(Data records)
══════════

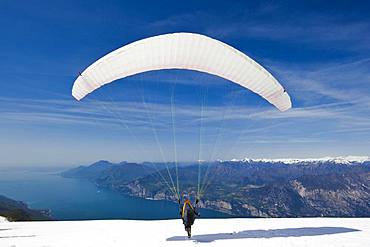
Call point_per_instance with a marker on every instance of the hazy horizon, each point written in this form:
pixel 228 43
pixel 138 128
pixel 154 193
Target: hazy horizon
pixel 320 54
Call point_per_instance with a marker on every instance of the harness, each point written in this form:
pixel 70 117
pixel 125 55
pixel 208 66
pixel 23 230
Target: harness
pixel 183 207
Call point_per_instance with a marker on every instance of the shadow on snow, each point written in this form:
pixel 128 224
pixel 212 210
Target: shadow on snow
pixel 272 233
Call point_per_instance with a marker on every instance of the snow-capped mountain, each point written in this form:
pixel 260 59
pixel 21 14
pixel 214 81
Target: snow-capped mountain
pixel 347 160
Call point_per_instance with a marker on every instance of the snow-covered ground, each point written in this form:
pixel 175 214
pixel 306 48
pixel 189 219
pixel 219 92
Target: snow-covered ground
pixel 206 232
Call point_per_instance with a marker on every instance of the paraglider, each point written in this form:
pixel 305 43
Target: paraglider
pixel 188 213
pixel 187 51
pixel 182 51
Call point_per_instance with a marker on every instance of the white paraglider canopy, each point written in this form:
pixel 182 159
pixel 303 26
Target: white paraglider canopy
pixel 182 51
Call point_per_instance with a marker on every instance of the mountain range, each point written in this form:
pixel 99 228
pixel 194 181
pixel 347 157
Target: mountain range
pixel 335 187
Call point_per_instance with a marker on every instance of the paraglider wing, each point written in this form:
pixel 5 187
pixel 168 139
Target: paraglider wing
pixel 182 51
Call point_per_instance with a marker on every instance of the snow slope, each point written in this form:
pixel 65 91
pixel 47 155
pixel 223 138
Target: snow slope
pixel 207 232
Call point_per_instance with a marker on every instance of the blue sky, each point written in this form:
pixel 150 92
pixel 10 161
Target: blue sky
pixel 319 51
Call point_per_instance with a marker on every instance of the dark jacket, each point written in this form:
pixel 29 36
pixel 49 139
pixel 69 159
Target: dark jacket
pixel 188 213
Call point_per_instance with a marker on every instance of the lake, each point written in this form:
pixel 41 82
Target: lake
pixel 75 199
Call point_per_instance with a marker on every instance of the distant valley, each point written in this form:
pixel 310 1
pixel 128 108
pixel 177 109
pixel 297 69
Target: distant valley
pixel 330 187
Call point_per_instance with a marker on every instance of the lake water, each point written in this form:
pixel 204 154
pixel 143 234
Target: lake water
pixel 74 199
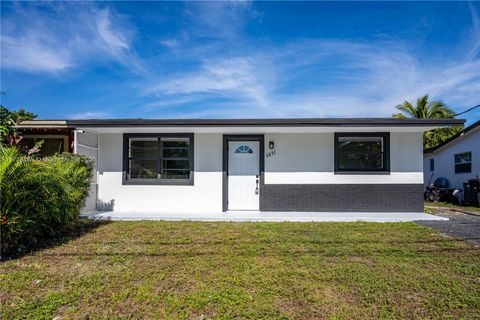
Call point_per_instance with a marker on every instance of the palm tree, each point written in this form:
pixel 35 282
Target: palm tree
pixel 425 109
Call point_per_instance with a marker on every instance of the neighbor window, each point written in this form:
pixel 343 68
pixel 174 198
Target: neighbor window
pixel 362 152
pixel 463 162
pixel 158 159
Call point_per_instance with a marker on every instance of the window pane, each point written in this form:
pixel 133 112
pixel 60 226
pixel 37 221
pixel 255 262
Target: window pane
pixel 176 158
pixel 145 148
pixel 463 168
pixel 176 174
pixel 175 142
pixel 360 153
pixel 463 157
pixel 175 164
pixel 143 142
pixel 143 169
pixel 51 146
pixel 176 152
pixel 28 142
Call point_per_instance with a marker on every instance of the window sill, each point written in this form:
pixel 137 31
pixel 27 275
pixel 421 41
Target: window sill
pixel 144 182
pixel 362 172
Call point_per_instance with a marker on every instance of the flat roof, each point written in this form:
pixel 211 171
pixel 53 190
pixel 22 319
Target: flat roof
pixel 354 122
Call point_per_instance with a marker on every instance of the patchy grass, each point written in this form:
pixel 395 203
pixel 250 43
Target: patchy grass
pixel 433 205
pixel 199 270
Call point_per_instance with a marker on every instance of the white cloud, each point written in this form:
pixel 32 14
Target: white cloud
pixel 232 78
pixel 31 55
pixel 314 78
pixel 88 115
pixel 56 38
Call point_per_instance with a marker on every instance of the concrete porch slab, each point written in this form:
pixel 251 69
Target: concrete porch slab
pixel 264 216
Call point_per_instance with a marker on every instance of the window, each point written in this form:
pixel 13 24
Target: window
pixel 158 159
pixel 463 162
pixel 244 149
pixel 362 152
pixel 50 146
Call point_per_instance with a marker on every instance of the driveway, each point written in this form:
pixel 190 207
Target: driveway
pixel 459 225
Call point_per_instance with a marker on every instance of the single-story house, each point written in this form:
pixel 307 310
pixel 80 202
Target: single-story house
pixel 273 165
pixel 457 159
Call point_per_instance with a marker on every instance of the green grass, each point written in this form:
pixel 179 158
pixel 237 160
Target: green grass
pixel 197 270
pixel 453 206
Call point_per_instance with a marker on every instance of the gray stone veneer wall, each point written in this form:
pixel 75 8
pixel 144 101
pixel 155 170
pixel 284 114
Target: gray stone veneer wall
pixel 342 197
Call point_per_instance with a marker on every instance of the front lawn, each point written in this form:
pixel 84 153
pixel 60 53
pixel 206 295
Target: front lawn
pixel 199 270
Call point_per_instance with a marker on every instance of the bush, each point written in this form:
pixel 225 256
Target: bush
pixel 38 196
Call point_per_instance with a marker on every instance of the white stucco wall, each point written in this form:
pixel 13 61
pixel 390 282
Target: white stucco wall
pixel 205 195
pixel 308 158
pixel 445 163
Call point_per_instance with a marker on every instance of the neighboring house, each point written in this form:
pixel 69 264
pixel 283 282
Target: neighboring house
pixel 457 159
pixel 206 165
pixel 57 136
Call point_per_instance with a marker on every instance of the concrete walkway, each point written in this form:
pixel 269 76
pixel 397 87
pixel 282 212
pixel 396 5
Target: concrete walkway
pixel 459 225
pixel 265 216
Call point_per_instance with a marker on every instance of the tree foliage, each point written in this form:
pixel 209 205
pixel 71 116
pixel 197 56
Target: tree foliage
pixel 8 133
pixel 38 196
pixel 425 109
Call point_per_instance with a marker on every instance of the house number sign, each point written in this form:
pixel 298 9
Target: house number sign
pixel 270 153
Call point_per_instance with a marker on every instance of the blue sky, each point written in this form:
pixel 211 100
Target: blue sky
pixel 237 59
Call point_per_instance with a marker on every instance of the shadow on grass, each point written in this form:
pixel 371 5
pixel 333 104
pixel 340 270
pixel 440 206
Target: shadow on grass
pixel 60 237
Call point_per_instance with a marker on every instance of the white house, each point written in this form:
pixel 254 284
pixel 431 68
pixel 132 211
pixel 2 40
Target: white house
pixel 273 165
pixel 457 159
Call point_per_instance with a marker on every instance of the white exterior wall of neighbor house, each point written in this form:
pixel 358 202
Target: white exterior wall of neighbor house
pixel 300 158
pixel 445 163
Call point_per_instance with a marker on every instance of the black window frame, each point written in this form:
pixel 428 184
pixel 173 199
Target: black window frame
pixel 159 136
pixel 455 162
pixel 386 152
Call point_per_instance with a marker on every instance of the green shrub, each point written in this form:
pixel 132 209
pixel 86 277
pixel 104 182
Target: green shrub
pixel 37 196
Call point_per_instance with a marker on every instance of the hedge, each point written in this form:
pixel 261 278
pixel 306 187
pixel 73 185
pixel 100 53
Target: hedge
pixel 38 196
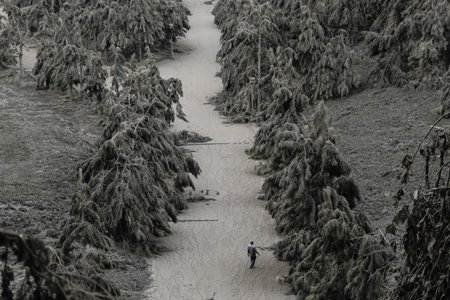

══════════

▶ **What needs to be done**: Reproduce, without any change, the stretch of the listing from the line containing "of the tree" through the line containing "pixel 237 59".

▶ **Expected answer**:
Call point_per_instance with a marker on every instance of the tree foliage, each point written in this form:
pixel 209 205
pixel 71 116
pixel 197 56
Target: tree foliage
pixel 8 133
pixel 38 196
pixel 425 109
Call point_per_instance with a marker on every instance of the house number sign, each point written in this form:
pixel 298 9
Target: house number sign
pixel 270 153
Call point_per_instance with a marker on every instance of the blue sky, each point written in this form:
pixel 211 100
Target: blue sky
pixel 237 59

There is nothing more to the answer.